_DOCUMENT SECTION_.
In a recent speech David Lewis, APRA’s general manager, put it this way to his audience: “To what extent was the global financial crisis a market failure; a failure of macroeconomic policy; a failure of risk management; or a failure of regulation? Clearly, each was a factor.”
We can therefore expect to see an increasing number of regulatory bodies focusing on these weaknesses from now on, affecting the way global markets operate. For instance, there’s the Financial Stability Board with its report on market resilience, the Turner Review from the FSA, an action plan from the G20, the Basel Committee’s response to the financial crisis, the work that IOSCO has been doing, and a truckload of reports and consultation papers around the unregulated financial products, the swaps market – in particular credit default – along with short selling and disclosure principles for asset backed securities.
The range of change is staggering. Our panel members explain why.

Fuller: A crisis always provokes a reaction. In your view, Bob, how important in the future is international co-operation of regulation of the financial markets and how do you see that working?
Pickel: Well I think it’s critical and you know given what the derivatives business has been, which is a truly global market, you know we’ve had to address putting in place a structure that works in various jurisdictions and co-ordinate very closely with regulators.
So, I think we’ve got a fair amount of experience doing that and also know how challenging that can be.
You’ve got the international groups, they can at least provide a forum and an opportunity for co-ordination and so I think we’ve got to build on that. But it’s really going to take a lot of commitment and in many cases some willingness to cede control or at least to try to reach a common approach on issues and across jurisdictions so that we don’t have either a race to the bottom, or in terms of regulation or a race to the bottom, but have a relatively the level playing field.

_Excerpts from a pointing dataset_.

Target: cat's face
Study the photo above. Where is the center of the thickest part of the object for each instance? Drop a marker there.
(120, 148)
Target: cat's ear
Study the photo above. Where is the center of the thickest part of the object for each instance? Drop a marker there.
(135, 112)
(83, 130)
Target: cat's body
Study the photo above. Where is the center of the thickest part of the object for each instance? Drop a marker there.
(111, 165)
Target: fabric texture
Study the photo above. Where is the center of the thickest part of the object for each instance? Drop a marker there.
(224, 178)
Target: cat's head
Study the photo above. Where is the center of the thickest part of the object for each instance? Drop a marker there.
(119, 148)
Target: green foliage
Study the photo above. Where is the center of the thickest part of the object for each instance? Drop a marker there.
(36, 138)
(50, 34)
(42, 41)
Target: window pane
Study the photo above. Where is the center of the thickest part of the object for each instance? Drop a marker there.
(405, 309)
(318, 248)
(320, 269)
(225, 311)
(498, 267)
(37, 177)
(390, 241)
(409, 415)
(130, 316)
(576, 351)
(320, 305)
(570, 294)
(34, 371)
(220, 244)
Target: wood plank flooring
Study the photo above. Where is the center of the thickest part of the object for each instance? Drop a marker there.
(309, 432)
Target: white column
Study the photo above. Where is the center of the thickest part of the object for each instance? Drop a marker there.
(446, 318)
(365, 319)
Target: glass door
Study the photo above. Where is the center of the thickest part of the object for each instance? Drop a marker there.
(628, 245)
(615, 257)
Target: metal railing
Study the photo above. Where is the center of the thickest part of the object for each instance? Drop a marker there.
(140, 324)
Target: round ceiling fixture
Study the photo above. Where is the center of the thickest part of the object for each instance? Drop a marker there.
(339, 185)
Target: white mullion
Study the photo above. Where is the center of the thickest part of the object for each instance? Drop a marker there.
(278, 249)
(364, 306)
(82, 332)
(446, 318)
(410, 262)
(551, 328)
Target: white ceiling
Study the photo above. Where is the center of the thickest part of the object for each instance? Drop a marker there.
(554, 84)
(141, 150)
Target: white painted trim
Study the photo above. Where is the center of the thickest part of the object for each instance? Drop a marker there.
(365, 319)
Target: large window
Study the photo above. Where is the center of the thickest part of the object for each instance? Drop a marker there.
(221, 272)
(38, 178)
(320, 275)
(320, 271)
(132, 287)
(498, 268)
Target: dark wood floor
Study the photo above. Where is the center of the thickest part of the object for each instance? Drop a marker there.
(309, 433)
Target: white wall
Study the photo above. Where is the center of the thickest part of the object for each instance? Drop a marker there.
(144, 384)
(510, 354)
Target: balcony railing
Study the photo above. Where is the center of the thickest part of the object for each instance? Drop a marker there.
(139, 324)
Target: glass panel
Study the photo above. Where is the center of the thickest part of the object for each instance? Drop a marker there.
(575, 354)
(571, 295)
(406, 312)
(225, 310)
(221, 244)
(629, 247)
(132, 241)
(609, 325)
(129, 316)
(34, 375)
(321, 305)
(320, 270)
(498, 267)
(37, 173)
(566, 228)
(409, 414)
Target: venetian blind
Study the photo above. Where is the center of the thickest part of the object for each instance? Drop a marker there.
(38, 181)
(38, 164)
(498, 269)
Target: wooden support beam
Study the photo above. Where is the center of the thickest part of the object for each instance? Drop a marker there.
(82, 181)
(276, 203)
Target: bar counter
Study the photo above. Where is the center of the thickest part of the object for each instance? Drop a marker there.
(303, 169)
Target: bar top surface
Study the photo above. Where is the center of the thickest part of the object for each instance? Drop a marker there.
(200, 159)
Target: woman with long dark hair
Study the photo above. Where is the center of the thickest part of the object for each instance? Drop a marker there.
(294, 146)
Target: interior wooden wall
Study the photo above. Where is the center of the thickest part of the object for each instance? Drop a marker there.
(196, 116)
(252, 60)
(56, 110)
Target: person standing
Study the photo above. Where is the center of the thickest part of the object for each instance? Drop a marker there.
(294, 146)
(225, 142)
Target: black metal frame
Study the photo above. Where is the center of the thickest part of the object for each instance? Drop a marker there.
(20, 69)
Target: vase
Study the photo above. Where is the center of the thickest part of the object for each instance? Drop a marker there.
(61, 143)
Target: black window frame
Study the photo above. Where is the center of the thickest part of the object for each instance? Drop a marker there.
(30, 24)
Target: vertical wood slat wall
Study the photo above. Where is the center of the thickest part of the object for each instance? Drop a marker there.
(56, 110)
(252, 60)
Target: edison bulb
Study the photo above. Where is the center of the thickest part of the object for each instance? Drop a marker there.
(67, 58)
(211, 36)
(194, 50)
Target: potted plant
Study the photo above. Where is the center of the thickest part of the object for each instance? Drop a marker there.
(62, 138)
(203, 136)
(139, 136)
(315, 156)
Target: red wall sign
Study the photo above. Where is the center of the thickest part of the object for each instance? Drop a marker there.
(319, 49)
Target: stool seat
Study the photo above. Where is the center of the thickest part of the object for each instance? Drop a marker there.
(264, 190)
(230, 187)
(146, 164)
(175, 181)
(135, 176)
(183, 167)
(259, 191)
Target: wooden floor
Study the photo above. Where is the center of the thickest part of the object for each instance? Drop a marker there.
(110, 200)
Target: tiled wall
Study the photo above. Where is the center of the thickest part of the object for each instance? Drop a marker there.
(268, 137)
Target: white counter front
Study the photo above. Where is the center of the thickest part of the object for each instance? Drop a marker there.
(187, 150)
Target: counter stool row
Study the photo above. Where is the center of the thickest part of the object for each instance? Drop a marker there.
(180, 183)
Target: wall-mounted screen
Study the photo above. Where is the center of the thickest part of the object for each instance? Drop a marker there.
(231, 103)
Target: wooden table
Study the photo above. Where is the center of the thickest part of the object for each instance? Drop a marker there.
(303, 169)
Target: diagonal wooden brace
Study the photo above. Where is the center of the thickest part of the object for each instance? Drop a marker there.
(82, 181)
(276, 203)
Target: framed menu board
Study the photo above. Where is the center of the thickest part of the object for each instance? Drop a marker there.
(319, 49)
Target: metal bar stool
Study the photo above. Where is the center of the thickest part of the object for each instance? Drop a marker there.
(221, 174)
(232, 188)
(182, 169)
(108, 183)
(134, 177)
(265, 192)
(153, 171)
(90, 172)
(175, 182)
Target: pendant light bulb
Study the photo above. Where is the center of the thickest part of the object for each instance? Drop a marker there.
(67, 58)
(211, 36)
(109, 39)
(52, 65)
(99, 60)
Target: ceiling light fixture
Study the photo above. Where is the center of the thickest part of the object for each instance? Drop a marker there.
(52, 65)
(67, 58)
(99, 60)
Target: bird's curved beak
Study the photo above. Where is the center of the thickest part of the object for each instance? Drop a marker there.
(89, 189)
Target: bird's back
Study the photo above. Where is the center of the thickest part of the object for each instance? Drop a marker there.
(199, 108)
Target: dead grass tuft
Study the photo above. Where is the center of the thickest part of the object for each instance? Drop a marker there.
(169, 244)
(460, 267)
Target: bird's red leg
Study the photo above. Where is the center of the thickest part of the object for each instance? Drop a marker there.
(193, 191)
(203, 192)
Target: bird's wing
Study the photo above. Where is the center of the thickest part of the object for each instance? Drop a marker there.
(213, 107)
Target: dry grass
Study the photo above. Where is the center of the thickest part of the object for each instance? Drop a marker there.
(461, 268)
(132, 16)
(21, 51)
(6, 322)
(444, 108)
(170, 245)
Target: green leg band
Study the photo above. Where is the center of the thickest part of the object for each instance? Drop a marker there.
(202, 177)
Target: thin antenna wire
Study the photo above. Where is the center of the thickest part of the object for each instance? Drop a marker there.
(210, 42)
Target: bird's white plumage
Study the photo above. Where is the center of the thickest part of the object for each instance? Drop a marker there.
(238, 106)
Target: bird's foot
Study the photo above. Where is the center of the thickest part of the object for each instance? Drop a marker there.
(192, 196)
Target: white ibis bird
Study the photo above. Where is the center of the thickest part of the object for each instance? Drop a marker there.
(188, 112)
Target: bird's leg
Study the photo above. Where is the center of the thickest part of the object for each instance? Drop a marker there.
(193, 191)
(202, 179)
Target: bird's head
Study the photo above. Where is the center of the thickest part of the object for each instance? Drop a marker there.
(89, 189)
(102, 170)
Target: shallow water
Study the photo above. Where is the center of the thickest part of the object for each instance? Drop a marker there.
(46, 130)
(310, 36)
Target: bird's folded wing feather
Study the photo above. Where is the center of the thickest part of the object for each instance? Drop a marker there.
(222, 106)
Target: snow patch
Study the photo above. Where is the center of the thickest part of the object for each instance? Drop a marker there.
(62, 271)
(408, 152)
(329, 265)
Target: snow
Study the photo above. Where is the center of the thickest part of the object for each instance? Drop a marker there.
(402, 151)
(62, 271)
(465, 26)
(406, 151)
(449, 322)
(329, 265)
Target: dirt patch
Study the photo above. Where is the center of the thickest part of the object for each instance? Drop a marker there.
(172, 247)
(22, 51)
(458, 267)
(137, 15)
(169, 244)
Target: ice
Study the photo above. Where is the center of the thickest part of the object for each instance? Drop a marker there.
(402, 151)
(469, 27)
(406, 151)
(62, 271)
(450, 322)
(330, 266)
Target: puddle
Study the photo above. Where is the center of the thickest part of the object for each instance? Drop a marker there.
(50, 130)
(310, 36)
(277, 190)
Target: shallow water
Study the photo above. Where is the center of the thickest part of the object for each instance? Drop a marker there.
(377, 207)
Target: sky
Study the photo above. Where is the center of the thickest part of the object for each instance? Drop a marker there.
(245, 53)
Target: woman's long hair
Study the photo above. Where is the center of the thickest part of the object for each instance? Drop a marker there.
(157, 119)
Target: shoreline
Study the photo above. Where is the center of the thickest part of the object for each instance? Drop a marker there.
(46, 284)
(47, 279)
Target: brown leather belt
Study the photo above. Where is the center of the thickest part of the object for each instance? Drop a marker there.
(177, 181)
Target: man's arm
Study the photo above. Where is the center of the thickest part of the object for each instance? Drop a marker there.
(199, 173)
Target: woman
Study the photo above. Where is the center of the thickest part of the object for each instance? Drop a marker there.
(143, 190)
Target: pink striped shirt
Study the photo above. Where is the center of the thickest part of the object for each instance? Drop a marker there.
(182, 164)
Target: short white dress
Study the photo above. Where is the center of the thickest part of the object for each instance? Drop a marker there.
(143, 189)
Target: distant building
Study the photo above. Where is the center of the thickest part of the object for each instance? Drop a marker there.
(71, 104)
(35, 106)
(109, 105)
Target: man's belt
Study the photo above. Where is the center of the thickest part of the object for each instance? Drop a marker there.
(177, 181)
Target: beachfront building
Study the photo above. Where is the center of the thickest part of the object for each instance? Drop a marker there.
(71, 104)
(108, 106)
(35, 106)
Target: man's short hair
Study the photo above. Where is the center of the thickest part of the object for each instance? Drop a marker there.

_YOUR TASKS_.
[1] Render the sentence "The range of change is staggering." from the financial regulation discussion into French.
[2] In the financial regulation discussion, what position does David Lewis hold at APRA?
[3] Continue the financial regulation panel discussion from its final sentence.

_TASK ANSWERS_.
[1] L'ampleur du changement est stupéfiante.

[2] He is APRA's general manager.

[3]
Lovett: In the context of our local derivative business at UBS, we probably do a third of our business in derivatives locally and two-thirds offshore, so that connection is absolutely vital. Some of the domestic banks don’t have that same level of off-shore exposure, but it’s certainly not zero, so we can assume that anybody on the derivatives side of the Australian market is also executing with people offshore. Therefore, being involved in the global regulatory framework is essential.
Fuller: Could it actually come down to how local regulators apply global standards?
Blackburn: We’re very aware of the sorts of points that Grant’s talking about and we hear that again and again from the people we regulate. We have to have close regard to what’s happening internationally and ensure that any steps we take sit comfortably with what those international settings are. That’s not to discount the fact we also have local considerations, be they previous policy settings, or just the dynamics of our market here in Australia.
Fuller: There must be room for local variations because if you assume that there’s a global principle, there have to be pressure points in different jurisdictions and different ways of dealing with problems that arise in different jurisdictions.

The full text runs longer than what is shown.